_Exercise passage:_
────────────────────

Posted by: Richard | June 18, 2009

Day 6: To Refuge D’Anterne (Alfred Wills)

June 16: Well, my feet hadn’t really recovered from the downhill of day 5, but I couldn’t stomach another day in Samoens (even though it is a beatiful old town).  So, with bandaids on we shuffled out of town.  Each step sent sharp pain up my legs to my spine.  This was likely a bad idea.

Today was supposed to be a short-day, and I thought that even in pain, I could do it.

I went very poorly today and I don’t have the best recollection of what we did.  We walked in terribly damp condition, first through a gorge and a damp forest, then back down.  We started making our way up (we had a gain of about 1,200m today) and I had to stop every 45 minutes to rest.  Lynn was doing great, and took the lead in route finding.

We finally got to the shoulder of Anterne, one hour from our refuge (and two hours behind schedule).  I was in the most tremendous pain, with a constant mantra of “My feet don’t hurt” at varying speeds (some quickly, then very slowly).  I was so sore, I was worried I wouldn’t be able to walk the next day and we’d be stuck in the high alpine.

────────────────────

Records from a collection
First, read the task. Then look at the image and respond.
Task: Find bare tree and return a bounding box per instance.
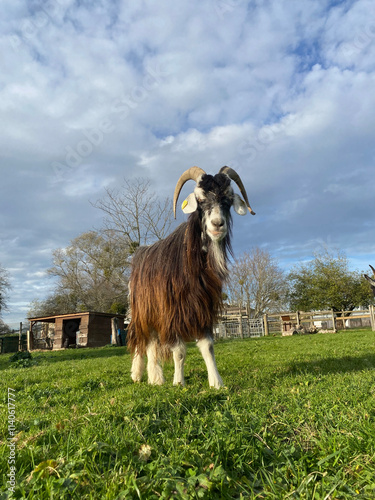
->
[226,248,287,318]
[48,231,129,312]
[93,178,173,253]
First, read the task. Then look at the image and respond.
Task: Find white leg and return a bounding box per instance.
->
[197,337,224,389]
[131,351,145,382]
[147,337,165,385]
[171,342,186,385]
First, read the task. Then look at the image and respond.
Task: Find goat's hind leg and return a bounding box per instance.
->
[131,350,146,382]
[197,336,224,389]
[171,341,186,386]
[147,336,165,385]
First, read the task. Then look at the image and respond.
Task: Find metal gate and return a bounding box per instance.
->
[214,317,264,338]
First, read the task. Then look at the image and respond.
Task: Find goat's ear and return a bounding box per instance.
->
[233,194,247,215]
[181,193,198,214]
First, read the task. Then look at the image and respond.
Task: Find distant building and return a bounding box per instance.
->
[29,312,125,350]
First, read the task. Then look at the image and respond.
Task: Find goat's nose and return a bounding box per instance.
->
[211,219,225,229]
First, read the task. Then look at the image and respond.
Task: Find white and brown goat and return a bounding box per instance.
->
[128,167,254,388]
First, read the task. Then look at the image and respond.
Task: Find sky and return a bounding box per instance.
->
[0,0,375,326]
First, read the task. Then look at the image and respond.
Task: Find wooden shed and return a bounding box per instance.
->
[29,312,125,350]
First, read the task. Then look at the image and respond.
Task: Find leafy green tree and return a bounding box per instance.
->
[226,247,287,318]
[288,249,373,312]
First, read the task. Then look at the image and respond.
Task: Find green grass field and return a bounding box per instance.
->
[0,330,375,500]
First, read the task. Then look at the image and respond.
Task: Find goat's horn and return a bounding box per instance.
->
[173,167,206,218]
[219,167,255,215]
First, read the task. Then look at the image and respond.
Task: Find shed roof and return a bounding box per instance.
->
[28,311,126,323]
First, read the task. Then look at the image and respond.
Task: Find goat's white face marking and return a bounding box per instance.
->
[203,204,228,241]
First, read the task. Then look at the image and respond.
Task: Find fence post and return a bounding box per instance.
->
[369,305,375,332]
[239,308,243,339]
[296,311,299,326]
[27,329,34,351]
[263,313,268,337]
[18,323,22,351]
[331,309,336,330]
[111,318,118,345]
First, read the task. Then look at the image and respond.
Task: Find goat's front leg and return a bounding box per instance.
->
[197,337,224,389]
[131,350,145,382]
[147,337,165,385]
[171,342,186,386]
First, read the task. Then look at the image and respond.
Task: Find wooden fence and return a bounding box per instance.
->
[214,306,375,339]
[263,306,375,335]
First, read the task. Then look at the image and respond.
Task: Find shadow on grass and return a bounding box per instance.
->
[0,346,129,370]
[284,353,375,376]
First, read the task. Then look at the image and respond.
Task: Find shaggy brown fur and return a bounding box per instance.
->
[128,209,231,355]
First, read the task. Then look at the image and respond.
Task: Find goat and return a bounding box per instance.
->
[364,265,375,297]
[128,167,255,388]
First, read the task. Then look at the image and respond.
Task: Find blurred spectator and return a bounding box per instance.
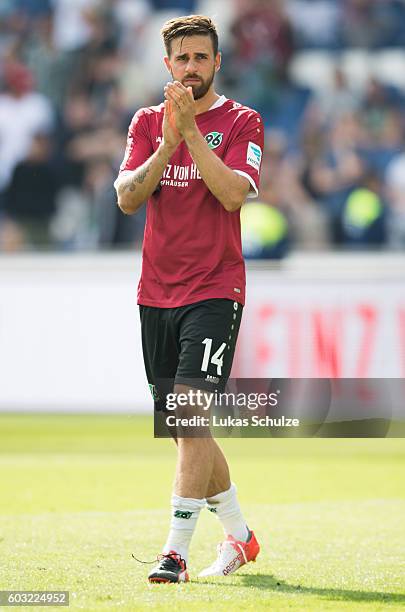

────────────────────

_Task set:_
A – Quote the Day 6 post from "We finally got" to "the high alpine.".
B – In the Day 6 post, about how much elevation did the walk gain that day?
C – What lengths of time, each given with a number, does the Day 6 post mention?
The listing is separate material, unrelated to the Day 6 post.

_Activity answers:_
A –
We finally got to the shoulder of Anterne, one hour from our refuge (and two hours behind schedule).  I was in the most tremendous pain, with a constant mantra of “My feet don’t hurt” at varying speeds (some quickly, then very slowly).  I was so sore, I was worried I wouldn’t be able to walk the next day and we’d be stuck in the high alpine.

B – About 1,200m.

C – 45 minutes, one hour, two hours